Coordinate annotation entries:
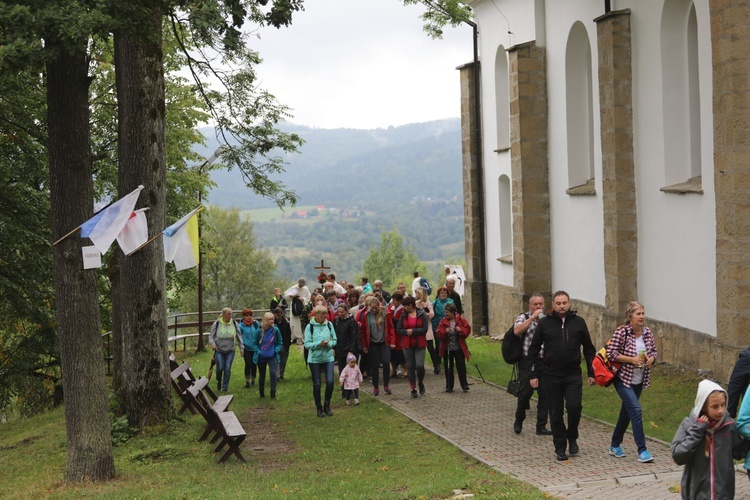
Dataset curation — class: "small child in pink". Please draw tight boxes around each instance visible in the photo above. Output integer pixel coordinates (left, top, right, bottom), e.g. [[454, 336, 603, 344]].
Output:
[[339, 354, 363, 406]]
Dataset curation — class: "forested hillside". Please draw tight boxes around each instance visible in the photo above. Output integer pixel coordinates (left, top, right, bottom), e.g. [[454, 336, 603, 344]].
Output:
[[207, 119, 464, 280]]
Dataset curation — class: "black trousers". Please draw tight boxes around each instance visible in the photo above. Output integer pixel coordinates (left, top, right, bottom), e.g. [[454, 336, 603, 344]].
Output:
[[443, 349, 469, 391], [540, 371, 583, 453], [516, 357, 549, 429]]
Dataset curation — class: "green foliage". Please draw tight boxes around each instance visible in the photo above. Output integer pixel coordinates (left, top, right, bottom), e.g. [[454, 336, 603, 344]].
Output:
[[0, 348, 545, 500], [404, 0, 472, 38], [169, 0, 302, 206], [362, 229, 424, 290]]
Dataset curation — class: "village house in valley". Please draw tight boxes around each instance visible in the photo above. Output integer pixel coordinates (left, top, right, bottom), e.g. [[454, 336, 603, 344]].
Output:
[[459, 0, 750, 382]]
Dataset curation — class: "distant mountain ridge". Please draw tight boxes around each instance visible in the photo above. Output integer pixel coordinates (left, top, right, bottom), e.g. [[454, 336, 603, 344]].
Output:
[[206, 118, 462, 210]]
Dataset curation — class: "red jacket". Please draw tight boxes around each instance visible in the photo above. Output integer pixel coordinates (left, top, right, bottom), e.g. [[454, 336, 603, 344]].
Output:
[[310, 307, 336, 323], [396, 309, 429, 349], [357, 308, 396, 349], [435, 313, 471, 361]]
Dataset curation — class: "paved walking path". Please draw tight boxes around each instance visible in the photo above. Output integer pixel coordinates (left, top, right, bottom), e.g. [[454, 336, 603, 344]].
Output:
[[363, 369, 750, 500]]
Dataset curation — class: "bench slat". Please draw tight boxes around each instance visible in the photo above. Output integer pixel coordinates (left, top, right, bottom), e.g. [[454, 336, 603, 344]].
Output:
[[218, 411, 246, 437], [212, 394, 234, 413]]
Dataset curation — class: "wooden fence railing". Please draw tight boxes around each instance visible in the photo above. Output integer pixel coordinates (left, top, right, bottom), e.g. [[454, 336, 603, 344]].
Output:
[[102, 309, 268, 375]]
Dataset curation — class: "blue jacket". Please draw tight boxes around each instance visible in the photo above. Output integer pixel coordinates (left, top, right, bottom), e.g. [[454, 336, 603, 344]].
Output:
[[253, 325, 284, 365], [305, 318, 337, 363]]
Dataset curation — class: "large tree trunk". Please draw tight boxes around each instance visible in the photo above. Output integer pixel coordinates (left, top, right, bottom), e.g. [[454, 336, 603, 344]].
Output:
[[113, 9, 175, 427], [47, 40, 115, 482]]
...
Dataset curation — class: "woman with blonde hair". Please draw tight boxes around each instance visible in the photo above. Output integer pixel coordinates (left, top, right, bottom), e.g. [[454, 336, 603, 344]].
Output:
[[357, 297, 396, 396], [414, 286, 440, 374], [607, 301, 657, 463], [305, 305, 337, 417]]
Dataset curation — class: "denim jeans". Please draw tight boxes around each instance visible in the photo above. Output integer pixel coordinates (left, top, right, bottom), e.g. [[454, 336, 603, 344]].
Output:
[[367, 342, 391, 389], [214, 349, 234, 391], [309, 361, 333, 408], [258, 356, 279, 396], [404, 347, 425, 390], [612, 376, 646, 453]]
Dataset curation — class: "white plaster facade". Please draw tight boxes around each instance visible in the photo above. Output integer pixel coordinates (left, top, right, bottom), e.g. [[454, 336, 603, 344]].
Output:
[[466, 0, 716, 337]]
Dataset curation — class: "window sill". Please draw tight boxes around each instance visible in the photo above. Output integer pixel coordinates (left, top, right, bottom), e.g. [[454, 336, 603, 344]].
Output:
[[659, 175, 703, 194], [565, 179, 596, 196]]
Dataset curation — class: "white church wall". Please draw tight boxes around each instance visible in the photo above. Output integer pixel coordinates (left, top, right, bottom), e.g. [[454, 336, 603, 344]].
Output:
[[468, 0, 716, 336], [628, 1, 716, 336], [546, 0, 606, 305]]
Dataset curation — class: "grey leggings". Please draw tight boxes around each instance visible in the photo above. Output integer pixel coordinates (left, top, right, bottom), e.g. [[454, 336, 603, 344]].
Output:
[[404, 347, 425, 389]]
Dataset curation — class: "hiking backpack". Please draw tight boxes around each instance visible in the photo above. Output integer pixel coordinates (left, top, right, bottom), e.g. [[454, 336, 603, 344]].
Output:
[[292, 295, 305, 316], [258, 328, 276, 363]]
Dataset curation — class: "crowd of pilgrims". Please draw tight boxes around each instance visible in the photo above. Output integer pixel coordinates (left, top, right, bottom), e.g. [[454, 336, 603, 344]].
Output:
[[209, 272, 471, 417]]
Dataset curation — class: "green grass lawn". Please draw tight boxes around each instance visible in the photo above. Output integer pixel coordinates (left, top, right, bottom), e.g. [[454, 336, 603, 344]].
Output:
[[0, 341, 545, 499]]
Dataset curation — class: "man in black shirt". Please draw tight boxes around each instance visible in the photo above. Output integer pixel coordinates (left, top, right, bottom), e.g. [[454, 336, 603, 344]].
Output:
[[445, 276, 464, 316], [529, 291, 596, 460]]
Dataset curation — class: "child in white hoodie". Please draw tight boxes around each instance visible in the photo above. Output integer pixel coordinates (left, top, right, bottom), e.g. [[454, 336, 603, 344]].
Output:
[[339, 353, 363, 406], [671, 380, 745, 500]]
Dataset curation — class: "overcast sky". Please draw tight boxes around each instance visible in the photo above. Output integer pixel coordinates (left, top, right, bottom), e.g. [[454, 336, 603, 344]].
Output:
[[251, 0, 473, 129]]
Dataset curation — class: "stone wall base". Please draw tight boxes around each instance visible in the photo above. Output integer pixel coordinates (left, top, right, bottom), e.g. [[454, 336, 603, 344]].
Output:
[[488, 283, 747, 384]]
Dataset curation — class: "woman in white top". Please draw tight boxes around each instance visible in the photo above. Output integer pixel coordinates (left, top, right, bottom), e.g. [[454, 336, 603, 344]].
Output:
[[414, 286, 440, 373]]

● **Problem to solve**:
Please filter the rows above and copy every line that contains the word "village", treating case as significant.

● **Full output**:
Dataset curation — class: "village house in valley". Please draw tight boxes around each instance visible in the photo above. Output integer pixel coordinates (left, top, right, bottom), e.g. [[454, 336, 603, 344]].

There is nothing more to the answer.